*** Provided data ***

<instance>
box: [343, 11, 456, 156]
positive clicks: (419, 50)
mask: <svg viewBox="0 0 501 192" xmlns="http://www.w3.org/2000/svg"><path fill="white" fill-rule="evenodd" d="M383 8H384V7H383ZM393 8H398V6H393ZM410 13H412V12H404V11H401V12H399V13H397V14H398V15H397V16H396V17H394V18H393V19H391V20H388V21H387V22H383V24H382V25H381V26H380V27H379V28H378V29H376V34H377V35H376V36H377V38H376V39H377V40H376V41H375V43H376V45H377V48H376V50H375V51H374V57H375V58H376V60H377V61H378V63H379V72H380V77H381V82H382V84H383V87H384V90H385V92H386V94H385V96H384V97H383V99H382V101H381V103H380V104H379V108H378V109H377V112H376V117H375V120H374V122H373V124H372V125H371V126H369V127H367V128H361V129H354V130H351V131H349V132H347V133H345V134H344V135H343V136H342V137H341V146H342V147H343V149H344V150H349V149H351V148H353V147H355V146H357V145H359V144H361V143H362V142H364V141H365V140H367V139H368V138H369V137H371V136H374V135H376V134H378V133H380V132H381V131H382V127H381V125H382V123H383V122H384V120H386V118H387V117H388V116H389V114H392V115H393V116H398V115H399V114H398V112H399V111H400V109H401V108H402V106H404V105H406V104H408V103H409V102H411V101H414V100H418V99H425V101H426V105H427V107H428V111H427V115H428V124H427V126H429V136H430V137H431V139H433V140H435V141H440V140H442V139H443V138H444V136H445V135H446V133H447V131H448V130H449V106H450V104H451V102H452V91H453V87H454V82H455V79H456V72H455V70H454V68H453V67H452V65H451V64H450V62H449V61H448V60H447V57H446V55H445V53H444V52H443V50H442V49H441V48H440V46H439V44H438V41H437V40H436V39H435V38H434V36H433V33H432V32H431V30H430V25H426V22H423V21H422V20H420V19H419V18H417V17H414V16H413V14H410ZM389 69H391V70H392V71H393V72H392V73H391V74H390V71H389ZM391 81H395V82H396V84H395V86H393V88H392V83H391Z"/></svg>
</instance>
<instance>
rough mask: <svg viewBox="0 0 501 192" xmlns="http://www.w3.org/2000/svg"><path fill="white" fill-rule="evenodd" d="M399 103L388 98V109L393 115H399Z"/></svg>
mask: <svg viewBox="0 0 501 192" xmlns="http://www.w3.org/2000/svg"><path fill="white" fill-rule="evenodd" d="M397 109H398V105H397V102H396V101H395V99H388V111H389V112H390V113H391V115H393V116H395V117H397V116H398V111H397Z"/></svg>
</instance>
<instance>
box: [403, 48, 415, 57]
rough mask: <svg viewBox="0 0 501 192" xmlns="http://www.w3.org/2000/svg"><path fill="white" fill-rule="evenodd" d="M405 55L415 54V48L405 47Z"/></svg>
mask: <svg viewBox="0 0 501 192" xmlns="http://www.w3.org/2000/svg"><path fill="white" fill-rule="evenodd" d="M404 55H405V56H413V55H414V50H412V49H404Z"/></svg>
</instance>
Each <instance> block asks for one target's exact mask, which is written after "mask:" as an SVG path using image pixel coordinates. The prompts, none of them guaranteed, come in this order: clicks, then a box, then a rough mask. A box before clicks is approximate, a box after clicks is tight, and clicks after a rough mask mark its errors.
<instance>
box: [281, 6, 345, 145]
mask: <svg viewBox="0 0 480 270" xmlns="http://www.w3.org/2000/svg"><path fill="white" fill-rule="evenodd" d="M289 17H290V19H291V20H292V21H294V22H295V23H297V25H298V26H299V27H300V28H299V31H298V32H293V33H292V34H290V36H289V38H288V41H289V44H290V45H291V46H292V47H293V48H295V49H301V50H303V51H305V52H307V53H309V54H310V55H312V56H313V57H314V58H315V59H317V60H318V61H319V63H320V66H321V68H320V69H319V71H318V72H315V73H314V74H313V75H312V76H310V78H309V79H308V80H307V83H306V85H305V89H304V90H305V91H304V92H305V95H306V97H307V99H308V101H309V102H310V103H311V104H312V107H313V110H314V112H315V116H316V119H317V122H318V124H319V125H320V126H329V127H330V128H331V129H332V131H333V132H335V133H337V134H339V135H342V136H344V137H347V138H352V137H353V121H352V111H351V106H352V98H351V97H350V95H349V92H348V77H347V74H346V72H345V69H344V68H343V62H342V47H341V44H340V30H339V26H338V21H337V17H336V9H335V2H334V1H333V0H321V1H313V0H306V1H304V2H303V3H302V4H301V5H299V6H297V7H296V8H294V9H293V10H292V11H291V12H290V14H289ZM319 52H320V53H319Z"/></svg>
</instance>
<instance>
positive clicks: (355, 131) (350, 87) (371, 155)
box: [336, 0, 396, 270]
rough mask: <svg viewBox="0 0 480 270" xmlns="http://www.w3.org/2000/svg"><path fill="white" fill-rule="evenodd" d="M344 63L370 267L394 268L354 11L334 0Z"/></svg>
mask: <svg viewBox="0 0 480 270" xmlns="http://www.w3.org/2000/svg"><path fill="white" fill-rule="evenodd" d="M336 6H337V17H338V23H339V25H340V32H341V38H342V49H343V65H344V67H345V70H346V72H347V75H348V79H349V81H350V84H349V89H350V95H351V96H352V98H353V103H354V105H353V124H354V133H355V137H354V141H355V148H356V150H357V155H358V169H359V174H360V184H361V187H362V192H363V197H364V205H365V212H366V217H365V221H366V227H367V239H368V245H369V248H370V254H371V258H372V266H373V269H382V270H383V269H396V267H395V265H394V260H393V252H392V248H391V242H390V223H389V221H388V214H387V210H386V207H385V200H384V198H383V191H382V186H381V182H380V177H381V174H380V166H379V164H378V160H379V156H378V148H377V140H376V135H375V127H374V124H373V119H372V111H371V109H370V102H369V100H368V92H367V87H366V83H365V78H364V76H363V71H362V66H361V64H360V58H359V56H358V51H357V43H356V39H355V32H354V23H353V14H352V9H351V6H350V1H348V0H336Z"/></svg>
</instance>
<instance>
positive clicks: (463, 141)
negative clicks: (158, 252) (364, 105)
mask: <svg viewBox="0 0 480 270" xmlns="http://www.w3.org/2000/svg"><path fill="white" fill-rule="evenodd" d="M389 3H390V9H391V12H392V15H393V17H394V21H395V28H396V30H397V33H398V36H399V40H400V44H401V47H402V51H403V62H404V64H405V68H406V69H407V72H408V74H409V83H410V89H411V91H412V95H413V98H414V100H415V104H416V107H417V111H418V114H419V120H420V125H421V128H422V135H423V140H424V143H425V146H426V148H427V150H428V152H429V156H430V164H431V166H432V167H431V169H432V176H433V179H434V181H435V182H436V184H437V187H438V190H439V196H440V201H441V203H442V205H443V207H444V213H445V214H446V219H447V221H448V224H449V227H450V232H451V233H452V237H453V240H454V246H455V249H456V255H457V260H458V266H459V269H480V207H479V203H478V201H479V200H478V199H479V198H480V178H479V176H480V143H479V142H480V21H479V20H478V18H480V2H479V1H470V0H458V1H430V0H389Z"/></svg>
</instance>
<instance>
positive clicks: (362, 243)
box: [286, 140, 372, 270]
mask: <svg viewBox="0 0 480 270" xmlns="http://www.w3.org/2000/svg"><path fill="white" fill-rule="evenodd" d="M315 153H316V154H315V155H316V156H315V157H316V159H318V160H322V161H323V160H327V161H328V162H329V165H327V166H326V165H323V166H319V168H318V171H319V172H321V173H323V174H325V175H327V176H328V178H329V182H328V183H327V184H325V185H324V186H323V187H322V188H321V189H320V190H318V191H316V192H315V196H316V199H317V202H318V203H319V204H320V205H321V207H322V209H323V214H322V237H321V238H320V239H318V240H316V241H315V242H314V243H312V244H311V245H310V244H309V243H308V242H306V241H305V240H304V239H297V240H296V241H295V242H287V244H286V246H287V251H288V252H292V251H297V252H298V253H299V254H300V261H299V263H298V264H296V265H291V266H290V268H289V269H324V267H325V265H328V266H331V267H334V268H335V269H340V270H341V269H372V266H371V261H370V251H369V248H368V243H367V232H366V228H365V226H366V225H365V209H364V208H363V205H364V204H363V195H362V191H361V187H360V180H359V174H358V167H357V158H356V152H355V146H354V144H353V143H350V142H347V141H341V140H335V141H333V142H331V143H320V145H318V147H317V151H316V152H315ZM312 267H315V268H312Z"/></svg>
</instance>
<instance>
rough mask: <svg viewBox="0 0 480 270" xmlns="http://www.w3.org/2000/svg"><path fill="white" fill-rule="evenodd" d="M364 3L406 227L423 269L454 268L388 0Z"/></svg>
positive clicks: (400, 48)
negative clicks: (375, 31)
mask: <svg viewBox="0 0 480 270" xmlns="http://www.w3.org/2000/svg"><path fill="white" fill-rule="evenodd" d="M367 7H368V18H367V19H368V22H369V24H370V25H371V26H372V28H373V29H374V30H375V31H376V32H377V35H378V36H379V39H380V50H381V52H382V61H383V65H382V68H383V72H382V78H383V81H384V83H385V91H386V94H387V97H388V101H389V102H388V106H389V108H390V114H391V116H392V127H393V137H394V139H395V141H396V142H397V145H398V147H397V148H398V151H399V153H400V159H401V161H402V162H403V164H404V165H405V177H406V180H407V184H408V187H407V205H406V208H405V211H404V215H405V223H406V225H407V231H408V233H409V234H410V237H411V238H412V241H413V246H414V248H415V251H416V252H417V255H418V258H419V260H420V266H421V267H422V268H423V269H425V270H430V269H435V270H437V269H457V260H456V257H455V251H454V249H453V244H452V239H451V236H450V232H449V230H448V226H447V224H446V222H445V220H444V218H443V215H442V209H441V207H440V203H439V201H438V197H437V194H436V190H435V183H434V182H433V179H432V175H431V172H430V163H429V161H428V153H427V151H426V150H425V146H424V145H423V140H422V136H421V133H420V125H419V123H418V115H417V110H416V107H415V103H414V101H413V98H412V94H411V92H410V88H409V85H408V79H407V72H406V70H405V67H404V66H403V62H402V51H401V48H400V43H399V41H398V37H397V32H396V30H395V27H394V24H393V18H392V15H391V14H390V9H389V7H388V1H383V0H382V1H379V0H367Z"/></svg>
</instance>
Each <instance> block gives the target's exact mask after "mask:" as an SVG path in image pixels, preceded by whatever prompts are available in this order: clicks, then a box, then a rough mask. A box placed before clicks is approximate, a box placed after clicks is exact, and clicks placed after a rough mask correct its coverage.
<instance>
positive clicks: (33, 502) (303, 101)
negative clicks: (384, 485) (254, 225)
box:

***

For each line in the data that holds "before", add one to a count, then report that count alone.

2